_EXERCICES_
1. Comptez les lignes qui contiennent le mot « duck ». Donnez seulement ce nombre.
2. Poursuivez, s'il vous plaît, le texte sur l'étude de McKinsey et les tests Pisa après sa dernière phrase.

_TEXTE FOURNI_
___

McKinsey affirme que ces mentalités expliqueraient 29 % des écarts de réussite aux tests Pisa, contre seulement 18 % expliqué par l’environnement familial, 8 % par d’autres facteurs propres aux élèves, 20 % par des facteurs liés aux établissements scolaires, 15 % par des facteurs liés aux enseignants et 9 % par des facteurs divers. Et McKinsey de conclure que « renforcer le mental des élèves pourrait donc être un moyen prometteur d’améliorer leurs performances ».

Ces données et cette conclusion appellent plusieurs critiques.

Premièrement, cette façon de présenter les effets des six catégories de facteurs est pour le moins simpliste, pour ne pas dire extrêmement douteuse. En effet, aucune méthode statistique3Sauf les statistiques bayésiennes que McKinsey n’a pas utilisées. ne permet de construire un tel tableau, en s’affranchissant des corrélations et interactions entre variables. Par exemple, la motivation au travail scolaire est nécessairement corrélée avec l’environnement familial : le jeune qui ambitionne de devenir ingénieur comme papa bénéficie d’emblée d’un rapport très positif à l’école et aux savoirs scolaires (ou du moins à certains de ces savoirs) qui tend à encourager cette motivation. Il se peut aussi que le fait d’être motivé et d’appartenir en même temps à un milieu socioéconomique particulier engendre un effet positif supplémentaire, au-delà de la simple addition des effets individuels de chaque variable. C’est pourquoi il est d’usage, en statistique, de présenter les résultats de régressions non pas en disant : « telle variable explique x % de la variation étudiée », mais « telle variable augmente de x % le pouvoir explicatif de tel modèle ».

___

_LIGNES DISPONIBLES_
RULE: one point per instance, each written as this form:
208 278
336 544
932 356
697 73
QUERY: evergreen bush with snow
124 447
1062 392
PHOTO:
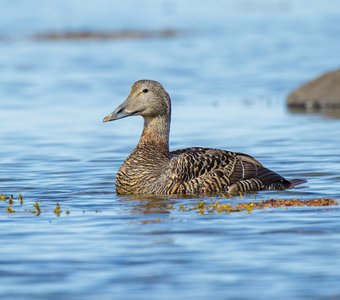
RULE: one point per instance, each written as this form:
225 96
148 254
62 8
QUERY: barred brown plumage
152 169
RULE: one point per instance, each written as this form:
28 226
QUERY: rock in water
322 92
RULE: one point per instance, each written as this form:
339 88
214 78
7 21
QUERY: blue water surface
228 70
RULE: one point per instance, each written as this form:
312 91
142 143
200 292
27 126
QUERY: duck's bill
117 114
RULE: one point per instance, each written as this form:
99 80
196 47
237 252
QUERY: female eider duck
152 169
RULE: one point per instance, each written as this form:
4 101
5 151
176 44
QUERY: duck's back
207 171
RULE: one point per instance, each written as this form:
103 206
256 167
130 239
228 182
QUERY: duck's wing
207 170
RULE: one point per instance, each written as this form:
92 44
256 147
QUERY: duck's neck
156 134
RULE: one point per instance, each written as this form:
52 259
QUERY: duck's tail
295 182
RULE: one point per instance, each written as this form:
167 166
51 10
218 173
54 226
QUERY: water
228 71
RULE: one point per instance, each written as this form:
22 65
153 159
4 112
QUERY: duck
152 169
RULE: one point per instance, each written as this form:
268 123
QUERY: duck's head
147 98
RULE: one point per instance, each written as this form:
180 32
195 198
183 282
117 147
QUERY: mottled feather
152 169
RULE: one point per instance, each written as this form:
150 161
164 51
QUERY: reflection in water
55 149
332 113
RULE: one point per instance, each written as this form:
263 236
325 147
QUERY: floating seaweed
57 210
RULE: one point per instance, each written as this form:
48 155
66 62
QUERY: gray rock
320 93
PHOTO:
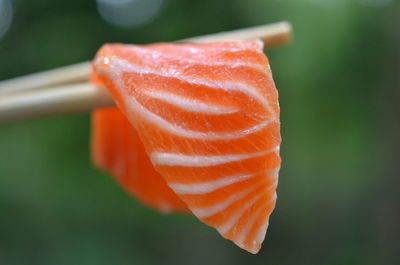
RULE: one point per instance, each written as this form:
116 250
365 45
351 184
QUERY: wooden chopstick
57 92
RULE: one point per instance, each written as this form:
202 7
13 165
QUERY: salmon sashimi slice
207 116
117 149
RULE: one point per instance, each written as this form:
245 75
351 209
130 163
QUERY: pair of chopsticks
66 90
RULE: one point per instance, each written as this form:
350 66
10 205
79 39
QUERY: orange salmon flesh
196 130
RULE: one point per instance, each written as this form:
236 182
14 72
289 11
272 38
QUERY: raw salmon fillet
197 129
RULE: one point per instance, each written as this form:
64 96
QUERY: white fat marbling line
172 159
188 104
262 230
120 66
235 218
244 232
132 103
212 210
209 186
161 54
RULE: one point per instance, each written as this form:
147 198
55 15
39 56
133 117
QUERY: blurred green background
338 198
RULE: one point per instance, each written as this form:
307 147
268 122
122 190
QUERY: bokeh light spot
128 13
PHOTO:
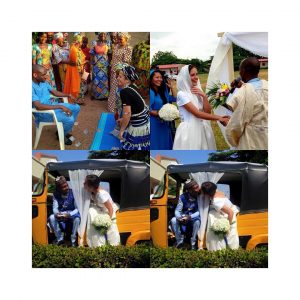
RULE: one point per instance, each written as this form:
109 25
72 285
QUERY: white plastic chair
39 127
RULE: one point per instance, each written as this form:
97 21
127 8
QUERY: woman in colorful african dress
141 62
41 55
74 71
135 122
100 64
121 54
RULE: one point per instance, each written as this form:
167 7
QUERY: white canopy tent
222 70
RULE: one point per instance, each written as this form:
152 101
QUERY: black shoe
68 135
61 242
179 246
194 247
68 142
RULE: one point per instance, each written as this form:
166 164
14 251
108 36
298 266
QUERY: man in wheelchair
187 216
65 215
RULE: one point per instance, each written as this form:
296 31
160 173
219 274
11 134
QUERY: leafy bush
143 256
52 256
176 258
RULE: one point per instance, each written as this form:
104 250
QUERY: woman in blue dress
100 64
161 131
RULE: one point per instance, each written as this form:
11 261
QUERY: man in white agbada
219 207
101 202
248 126
194 132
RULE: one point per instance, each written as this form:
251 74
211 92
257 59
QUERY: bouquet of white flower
168 112
220 227
102 222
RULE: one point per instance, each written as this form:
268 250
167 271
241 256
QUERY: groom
65 214
187 215
248 125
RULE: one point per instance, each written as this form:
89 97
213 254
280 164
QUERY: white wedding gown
192 133
215 242
93 236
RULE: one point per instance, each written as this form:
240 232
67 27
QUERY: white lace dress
192 133
93 236
215 242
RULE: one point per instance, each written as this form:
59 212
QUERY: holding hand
66 110
224 120
121 135
195 90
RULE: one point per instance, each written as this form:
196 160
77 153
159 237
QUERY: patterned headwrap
58 35
77 38
124 34
129 71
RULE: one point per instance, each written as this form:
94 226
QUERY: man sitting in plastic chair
41 99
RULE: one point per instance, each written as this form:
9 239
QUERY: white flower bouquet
102 222
220 227
168 112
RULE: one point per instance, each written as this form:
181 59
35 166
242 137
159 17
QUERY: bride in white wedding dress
194 132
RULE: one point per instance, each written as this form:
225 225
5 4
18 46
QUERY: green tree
164 58
239 54
120 154
254 156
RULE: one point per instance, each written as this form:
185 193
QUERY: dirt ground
83 132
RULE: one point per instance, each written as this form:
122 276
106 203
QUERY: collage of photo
149 150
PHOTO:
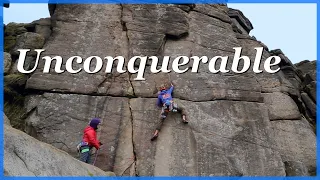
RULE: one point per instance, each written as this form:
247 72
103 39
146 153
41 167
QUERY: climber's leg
85 154
163 116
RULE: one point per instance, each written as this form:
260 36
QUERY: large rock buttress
240 124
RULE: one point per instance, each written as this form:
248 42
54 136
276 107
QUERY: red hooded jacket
90 136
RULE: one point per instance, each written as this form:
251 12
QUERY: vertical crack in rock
125 29
132 136
23 161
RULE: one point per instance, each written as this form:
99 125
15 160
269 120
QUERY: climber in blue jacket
165 101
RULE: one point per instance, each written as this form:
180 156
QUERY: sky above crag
289 27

___

_CORRIGÉ DE L'EXERCICE_
1. 8

2.
Considérons un exemple concret. Une régression linéaire entre le statut d’immigration des élèves francophones et leurs performances en mathématiques fournit un coefficient de détermination de 6 %. Cela signifie que le statut d’immigration (autochtone, immigré de première génération ou immigré de deuxième génération) explique 6 % des écarts (variance) de résultats Pisa en mathématique. Si on ajoute à ce modèle une deuxième variable, à savoir l’indice socioéconomique des élèves, le pouvoir explicatif grimpe à 27 %. Peut-on pour autant conclure, à la façon de McKinsey, que l’origine socioéconomique explique 21 % des performances et le statut d’immigration 6 % ? Eh bien non, car si l’on change l’ordre d’apparition des variables dans le modèle, on obtient des résultats différents. Une régression avec le seul indice socioéconomique explique déjà 25 % de la variance des performances en mathématiques. Et l’ajout de la variable immigration n’apporte donc que 2 % de pouvoir explicatif supplémentaire. Comment expliquer cette différence ? C’est que le statut d’immigration est lui-même corrélé avec l’appartenance socioéconomique. Tout ce que l’on peut conclure des résultats, c’est que l’immigration seule explique 2 % (= 27 % – 25 %) de la variance des scores en math et l’origine sociale seule 21 % (= 27 % – 6 %). Leur effet conjoint (ou effet d’interaction) explique donc 4 % de cette variance. Encore convient-il de préciser que par effet de l’immigration seule, il faut entendre l’effet du statut d’immigration et les effets d’interaction de ce statut avec toutes les variables autres que l’origine sociale. De même l’effet de l’origine sociale seule est en réalité l’effet de cette origine et de son interaction avec toutes les variables autres que le statut d’immigration.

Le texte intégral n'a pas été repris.